[Collected data entries]
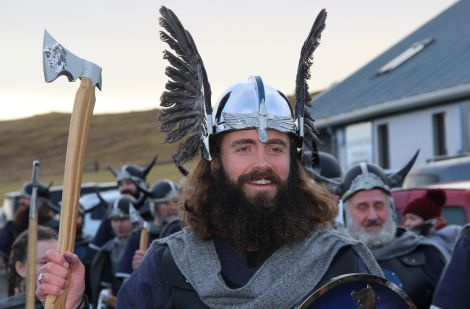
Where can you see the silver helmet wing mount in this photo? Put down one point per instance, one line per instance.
(186, 116)
(307, 134)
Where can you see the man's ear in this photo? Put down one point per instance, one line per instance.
(20, 269)
(214, 164)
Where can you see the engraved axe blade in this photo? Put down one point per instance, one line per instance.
(57, 61)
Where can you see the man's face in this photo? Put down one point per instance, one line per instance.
(259, 167)
(126, 186)
(411, 220)
(24, 201)
(168, 209)
(369, 209)
(122, 227)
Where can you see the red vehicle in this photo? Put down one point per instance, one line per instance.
(456, 209)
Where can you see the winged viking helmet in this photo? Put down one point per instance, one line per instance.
(187, 109)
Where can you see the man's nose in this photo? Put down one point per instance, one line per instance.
(260, 159)
(372, 214)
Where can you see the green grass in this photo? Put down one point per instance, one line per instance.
(114, 139)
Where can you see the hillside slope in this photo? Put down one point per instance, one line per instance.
(114, 139)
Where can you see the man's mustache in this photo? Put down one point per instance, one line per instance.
(371, 223)
(257, 174)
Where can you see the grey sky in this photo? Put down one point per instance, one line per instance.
(235, 38)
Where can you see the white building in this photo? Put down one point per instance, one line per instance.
(416, 95)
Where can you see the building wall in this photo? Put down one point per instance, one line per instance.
(412, 131)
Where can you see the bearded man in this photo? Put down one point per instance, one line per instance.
(412, 262)
(257, 229)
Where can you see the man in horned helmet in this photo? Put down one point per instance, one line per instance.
(411, 262)
(258, 231)
(128, 179)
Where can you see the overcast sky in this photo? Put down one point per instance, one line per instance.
(236, 39)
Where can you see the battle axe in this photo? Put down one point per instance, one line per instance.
(32, 239)
(59, 61)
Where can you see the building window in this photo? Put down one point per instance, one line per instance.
(439, 134)
(382, 142)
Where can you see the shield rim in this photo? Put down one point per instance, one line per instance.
(368, 278)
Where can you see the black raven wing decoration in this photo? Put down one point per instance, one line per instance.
(308, 135)
(186, 102)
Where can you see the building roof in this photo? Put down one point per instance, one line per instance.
(439, 72)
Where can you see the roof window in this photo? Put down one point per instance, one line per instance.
(413, 50)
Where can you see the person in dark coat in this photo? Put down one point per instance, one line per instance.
(452, 290)
(257, 230)
(410, 261)
(164, 200)
(127, 178)
(46, 239)
(105, 263)
(13, 228)
(423, 216)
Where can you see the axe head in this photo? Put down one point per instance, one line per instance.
(57, 61)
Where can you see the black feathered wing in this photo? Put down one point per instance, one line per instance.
(186, 101)
(307, 131)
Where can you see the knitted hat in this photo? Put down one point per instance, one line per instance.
(428, 206)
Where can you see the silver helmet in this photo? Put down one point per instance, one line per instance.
(252, 104)
(187, 110)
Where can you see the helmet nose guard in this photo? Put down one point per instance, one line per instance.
(252, 104)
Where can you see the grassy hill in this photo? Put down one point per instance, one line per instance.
(114, 139)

◆ TASK REQUIREMENTS ◆
Reproduce the records above exactly, leaving out every picture they contain.

◆ EXERCISE SOLUTION ◆
Where can you see the silver helmet wing mount in this photo? Put down one point per instance, one line per instance.
(186, 116)
(307, 134)
Where can you see the man's ear in this photo? Put down one point per instance, one line per instance.
(20, 269)
(214, 164)
Where can you see the engraved axe blade in this photo? Put down one point per instance, one line per instance.
(57, 61)
Where can you see the man's face in this photo? Put down one point per instance, one line per instance.
(259, 167)
(126, 186)
(411, 220)
(24, 201)
(168, 209)
(369, 209)
(122, 227)
Where can you see the red vehicle in this photo? Put down one point per instance, one line per instance.
(456, 209)
Where can you see the winged viking helmet in this photo? Put down one point per instance, one line per instance.
(187, 109)
Where can you see the man's nose in this photo? Put down one point per instance, one line per instance.
(260, 159)
(372, 214)
Where can you see the green grass in this photo? Put down one point per instance, one line per instance.
(114, 139)
Where can you see the hillside slope in this photo? Put down one point per instance, one line per instance.
(114, 139)
Where can you see the man's mustache in this photo? Put down one point per instance, one line per instance.
(371, 223)
(257, 174)
Where can you see the grey sky in this photo? Put down one point per instance, one line per instance.
(235, 38)
Where can you see the white building in this photo? Put down one point per instance, one line per instance.
(416, 95)
Where can you see the building wall in this photo? Put down one point per instance, one line per instance.
(412, 131)
Where can you see the bearded man in this photo? Put down one point per instance, one line per instance.
(412, 262)
(257, 229)
Where can you see the man in horned helmet in this photo? Put down one point per instance, one line per instance.
(411, 262)
(258, 231)
(128, 179)
Where can you see the overcast sky in this photo? Put down one point per instance, one line per instance.
(236, 39)
Where can you see the battle axe in this photo? Put down one point per instance, one line per instance.
(32, 239)
(59, 61)
Where can you see the building window in this photo? Put down one point per instance, one line per instance.
(439, 134)
(382, 142)
Where can you see the shield rim in this photo? Put down one point per instance, one line per instance.
(368, 278)
Where can you see the black raven wing decoration in this photo? Put down one point per instance, one line per instance.
(308, 135)
(186, 102)
Where can you see the building roof in this photo? Put down one point per instance, one line per instance.
(439, 72)
Where can you see the roof window in this photo? Put down one point per instance, one line per instance.
(413, 50)
Where can you see the person in dark coat in this photo? Put down one point per instance, one line per instance.
(452, 290)
(257, 230)
(410, 261)
(164, 200)
(127, 178)
(46, 239)
(105, 263)
(13, 228)
(423, 216)
Where can you see the axe head in this photo? Put down one point per instance, one line per instance.
(57, 61)
Where can you see the black feathered wing in this photo? Put down one point per instance, one line per instance.
(186, 101)
(307, 131)
Where can you see the knitted hat in this photo? Put down one point per instance, one line per instance.
(428, 206)
Where can you see the silver helmet in this photo? Put down one point per instance, one line per instance.
(252, 104)
(187, 110)
Where can you see the helmet nose guard in this photo? Put down one point per instance, one line per instance.
(252, 104)
Where can you see the grassy hill in this photo? Put down one point per instance, one line per instance.
(114, 139)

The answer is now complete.